• _対象テキスト_
# # #

玉越:飲み会に行くと、友達の漫画家さんと飲んで楽しいんだけれど、なんとなく壁を感じるようになりました。あと、死神に片足を掴まれているという感じもあるというか。それでも、僕はなんだか自分ががんだという現実味を持てないときもあります。手術の前日に手術着を着た時や、抗がん剤をやる直前にやっと実感がわくほどです。

 それでも、体調の不調はたびたび感じます。疲れやすかったりとか、しょっちゅう眠くなったりしますね。これは僕からのアドバイスですが、こうした異変を感じたらすぐ病院で検査をしたほうがいいと思います。がんが再発しているかなと思ったときも、そういった疲労感があったんですよ。実際、検査すると、再発していると言われましたから。

――闘病生活を送りながらも、漫画を描いているそうですね。

玉越:動けるときはずっと漫画を描いていますね。人間はしんどいからといって寝ていると、どんどん弱くなってしまう気がします。体というより、心が死んでいくと思うんです。

 抗がん剤を始めたときは動けなくて、どんどん気持ちが沈んでいきました。そこで、積んでいたガンプラを作ろうと思い立ちました。1日かけて右腕や足ができると、何かをやり遂げたという達成感があったのです。そこで、漫画も描いてみることにしました。がんになる前のようなペースでは描けないけれど、1コマ仕上げただけで達成感が大きかったのです。

 そんな感情を持てたことが、とても嬉しかった。1日1コマでも、積もり積もれば作品ができるわけで、漫画を描くことほど達成感が得られる仕事ってないなと思いました。落描きも上手く描けると嬉しいし、XにUPして反響があるとまた嬉しい。みんなが喜んでくれると、本当に励みになるんです。

 病室でペンを持てない時も、次はこんなアプローチで描いてみようとか、「ポケ戦」も線を多くしてトーンを少なくして描こう……とか、考える時間に充てています。ベッドの上では動けないから、空想するしかない。退院後にアウトプットすることを想定して、いろいろなことを考えるようにしています。

原稿を待ってくれている編集部に感謝

――お話を伺うと、苦しいなかでも、創作意欲がかえって旺盛になっている気がしますね。

玉越:僕が闘病生活を続けられているのは、原稿を待ってくれている編集部のおかげです。今は2本連載しているのですが、両方の編集部が「できあがったら、出してよ」「無理はしなくていいですよ」と言ってくれているんです。これが本当に嬉しいんです。なので、お言葉に甘えてそうしています。

# # #

• _作業内容_
上に示した、がんの闘病中も漫画を描き続ける玉越氏へのインタビューを、最後の発言の後から書き継いでください。

データ抜粋:
# # #

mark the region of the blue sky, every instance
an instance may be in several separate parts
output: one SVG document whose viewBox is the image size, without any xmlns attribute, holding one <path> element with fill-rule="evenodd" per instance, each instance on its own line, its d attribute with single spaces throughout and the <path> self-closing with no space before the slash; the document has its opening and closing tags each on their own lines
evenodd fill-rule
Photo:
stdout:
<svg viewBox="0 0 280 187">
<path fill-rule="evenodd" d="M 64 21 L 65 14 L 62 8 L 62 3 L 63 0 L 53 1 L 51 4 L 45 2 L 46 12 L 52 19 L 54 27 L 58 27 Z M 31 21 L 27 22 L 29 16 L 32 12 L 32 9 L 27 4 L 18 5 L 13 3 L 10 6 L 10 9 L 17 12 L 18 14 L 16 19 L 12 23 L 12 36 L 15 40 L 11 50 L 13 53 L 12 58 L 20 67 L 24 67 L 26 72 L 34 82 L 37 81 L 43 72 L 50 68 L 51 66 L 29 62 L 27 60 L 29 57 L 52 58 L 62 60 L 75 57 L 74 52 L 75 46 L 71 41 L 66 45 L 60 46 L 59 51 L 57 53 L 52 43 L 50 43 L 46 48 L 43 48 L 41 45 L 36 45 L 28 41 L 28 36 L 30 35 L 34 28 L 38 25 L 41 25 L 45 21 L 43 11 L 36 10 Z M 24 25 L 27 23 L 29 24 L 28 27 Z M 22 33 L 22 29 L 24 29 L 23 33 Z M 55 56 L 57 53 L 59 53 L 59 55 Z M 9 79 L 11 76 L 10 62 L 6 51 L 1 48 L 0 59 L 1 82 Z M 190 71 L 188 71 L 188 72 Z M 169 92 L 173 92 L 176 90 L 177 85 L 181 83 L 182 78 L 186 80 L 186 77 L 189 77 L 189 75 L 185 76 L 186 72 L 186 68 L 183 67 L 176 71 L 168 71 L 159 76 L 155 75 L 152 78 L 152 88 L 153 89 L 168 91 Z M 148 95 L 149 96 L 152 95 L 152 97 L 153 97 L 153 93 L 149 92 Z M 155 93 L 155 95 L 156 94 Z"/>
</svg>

# # #

• _課題への回答_
 仕事をしていると嫌なことを忘れるし、ふと、連載がなかったら僕はどうなっていたんだろうと思うほど。それほど、自分は漫画が好きなんだと実感しましたね。抗がん剤治療を行うと、副作用で手がしびれることがあると言われたときは恐怖だったのですが、今のところその症状がなく、漫画を描けるのが幸いです。

――そんな先生が連載している漫画の一つが、「余命一年のAV女優」です。

玉越:主人公の天月もゆちゃんは余命宣告を受けています。作者の僕自身、彼女に感情移入が深くできているし、よりリアルな思いが描けるようになりました。それは病気になってみないとわからなかったことだし、抗がん剤によって髪の毛が抜けたり抜けなかったりとか、そういうリアルな実情がわかるのです。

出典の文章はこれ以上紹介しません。